- **Goal of the exercise**
Copy all the lines below without altering anything.
========================================================================
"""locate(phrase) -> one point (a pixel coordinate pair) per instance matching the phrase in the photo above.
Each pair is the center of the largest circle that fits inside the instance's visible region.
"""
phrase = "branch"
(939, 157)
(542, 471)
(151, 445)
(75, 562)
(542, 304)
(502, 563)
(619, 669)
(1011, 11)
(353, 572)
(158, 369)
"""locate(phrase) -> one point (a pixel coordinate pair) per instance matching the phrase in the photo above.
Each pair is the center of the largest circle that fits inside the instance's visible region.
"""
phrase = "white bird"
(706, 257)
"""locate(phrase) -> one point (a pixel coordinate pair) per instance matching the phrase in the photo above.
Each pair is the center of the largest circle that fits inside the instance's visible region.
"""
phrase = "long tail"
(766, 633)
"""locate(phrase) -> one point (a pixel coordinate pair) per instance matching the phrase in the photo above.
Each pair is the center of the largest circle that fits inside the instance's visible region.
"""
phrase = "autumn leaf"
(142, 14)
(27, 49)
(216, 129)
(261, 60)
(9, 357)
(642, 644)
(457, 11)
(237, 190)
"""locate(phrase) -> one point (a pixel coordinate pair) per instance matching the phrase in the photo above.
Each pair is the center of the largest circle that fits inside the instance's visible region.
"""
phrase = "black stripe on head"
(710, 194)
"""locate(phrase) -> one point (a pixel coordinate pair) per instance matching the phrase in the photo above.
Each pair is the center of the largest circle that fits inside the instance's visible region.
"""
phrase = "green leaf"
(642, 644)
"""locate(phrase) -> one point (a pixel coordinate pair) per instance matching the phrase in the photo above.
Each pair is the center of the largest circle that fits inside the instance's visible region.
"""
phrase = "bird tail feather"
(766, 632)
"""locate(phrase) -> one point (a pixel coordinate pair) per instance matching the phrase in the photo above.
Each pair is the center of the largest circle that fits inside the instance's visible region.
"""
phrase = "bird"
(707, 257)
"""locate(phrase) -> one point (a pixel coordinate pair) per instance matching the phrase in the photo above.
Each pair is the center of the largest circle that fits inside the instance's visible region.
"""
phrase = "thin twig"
========================================================================
- **Exercise response**
"""locate(phrase) -> one point (a pixel coordinate pair) per instance matching the phrase in the photo above.
Each pair is the center of the largest circle that fits inside the instance's visible region.
"""
phrase = "branch"
(939, 157)
(542, 471)
(151, 445)
(75, 562)
(542, 304)
(502, 563)
(619, 669)
(1011, 11)
(353, 572)
(158, 369)
"""locate(phrase) -> one point (a pixel coordinate pair) per instance matching the phrase in the photo above.
Each pair is the center of the largest circle that fits inside the instance's visible region.
"""
phrase = "white bird"
(706, 257)
"""locate(phrase) -> one point (a pixel coordinate pair) per instance matching the phrase in the photo above.
Each pair is the center of the largest circle that fits inside the instance's visible region.
"""
phrase = "long tail"
(766, 633)
"""locate(phrase) -> one point (a pixel coordinate pair) per instance matching the phrase in the photo above.
Each pair is the center of the largest circle that fits inside the instance's visible region.
"""
phrase = "autumn leaf"
(142, 14)
(27, 49)
(216, 129)
(261, 60)
(9, 357)
(642, 644)
(457, 11)
(237, 190)
"""locate(phrase) -> one point (a pixel coordinate pair) per instance matching the phrase in the photo above.
Each pair is the center of the largest circle that fits inside the instance's visible region.
"""
phrase = "black stripe on head"
(710, 194)
"""locate(phrase) -> one point (a pixel coordinate pair) per instance matching the phrase in the photo above.
Each pair is the center of the largest circle that fits inside the instance's visible region.
"""
phrase = "green leaf"
(642, 644)
"""locate(phrase) -> one point (a pixel coordinate pair) per instance matching the phrase in the photo above.
Each pair is the center of the largest circle that fits inside the instance's visible region.
"""
phrase = "bird tail feather"
(766, 632)
"""locate(phrase) -> one point (a pixel coordinate pair) per instance matching the phrase in the photo above.
Each pair is the center of the largest circle that fits inside the instance's visible region.
"""
phrase = "bird"
(707, 257)
"""locate(phrase) -> one point (a pixel coordinate pair) per instance matching the phrase in the photo above.
Each pair is the center of the largest circle that fits inside the instance's visible region.
"""
phrase = "thin twig"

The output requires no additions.